-------- TASK MATERIAL

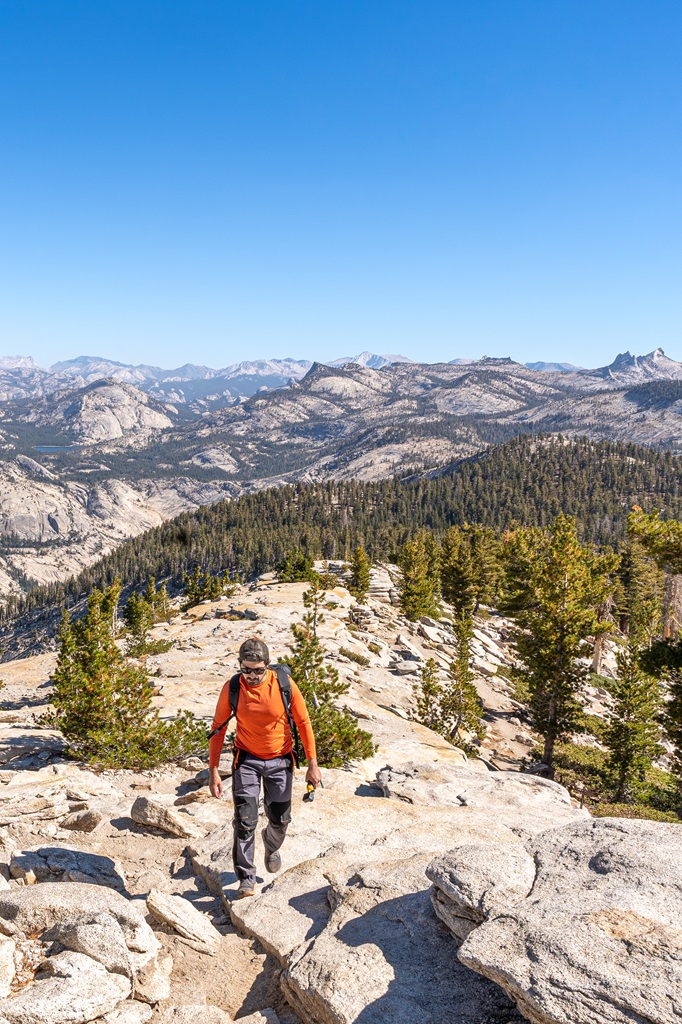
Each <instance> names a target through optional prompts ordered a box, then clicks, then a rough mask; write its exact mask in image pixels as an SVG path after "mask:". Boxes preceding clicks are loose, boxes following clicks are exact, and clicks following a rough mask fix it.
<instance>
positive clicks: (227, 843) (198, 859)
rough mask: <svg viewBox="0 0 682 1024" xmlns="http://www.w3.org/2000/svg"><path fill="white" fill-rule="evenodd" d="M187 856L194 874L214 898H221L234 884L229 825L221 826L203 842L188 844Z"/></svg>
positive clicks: (204, 839)
mask: <svg viewBox="0 0 682 1024" xmlns="http://www.w3.org/2000/svg"><path fill="white" fill-rule="evenodd" d="M187 854H188V856H189V859H190V861H191V866H193V868H194V870H195V872H196V873H197V874H199V876H200V877H201V878H202V879H203V880H204V882H205V883H206V885H207V886H208V888H209V889H210V890H211V892H212V893H215V895H216V896H222V895H223V892H224V890H225V889H226V888H227V886H230V885H233V884H235V881H236V877H235V868H233V865H232V826H231V824H229V825H221V826H220V827H219V828H215V829H214V830H213V831H212V833H210V834H209V835H208V836H207V837H205V838H204V839H203V840H199V841H198V842H195V843H190V844H189V845H188V846H187Z"/></svg>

----------------

## YOUR TASK
Rewrite all of the data above as a Markdown table with the columns "Row" and "Line," giving each line its own numbered row. Skip blank lines and leave the pictures out.

## FINAL ANSWER
| Row | Line |
|---|---|
| 1 | Each <instance> names a target through optional prompts ordered a box, then clicks, then a rough mask; write its exact mask in image pixels as an SVG path after "mask:". Boxes preceding clicks are loose, boxes following clicks are exact, and clicks following a rough mask fix it. |
| 2 | <instance> |
| 3 | positive clicks: (227, 843) (198, 859) |
| 4 | rough mask: <svg viewBox="0 0 682 1024" xmlns="http://www.w3.org/2000/svg"><path fill="white" fill-rule="evenodd" d="M187 856L194 874L214 898H221L234 884L229 825L221 826L203 842L188 844Z"/></svg> |
| 5 | positive clicks: (204, 839) |
| 6 | mask: <svg viewBox="0 0 682 1024" xmlns="http://www.w3.org/2000/svg"><path fill="white" fill-rule="evenodd" d="M187 854H188V856H189V859H190V861H191V866H193V868H194V870H195V872H196V873H197V874H199V876H200V877H201V878H202V879H203V880H204V882H205V883H206V885H207V886H208V888H209V889H210V890H211V892H212V893H215V895H216V896H222V895H223V892H224V890H225V889H226V888H227V886H230V885H233V884H235V881H236V877H235V868H233V865H232V826H231V824H229V825H221V826H220V827H219V828H215V829H214V830H213V831H212V833H210V834H209V835H208V836H207V837H205V838H204V839H203V840H199V841H198V842H195V843H190V844H189V845H188V846H187Z"/></svg> |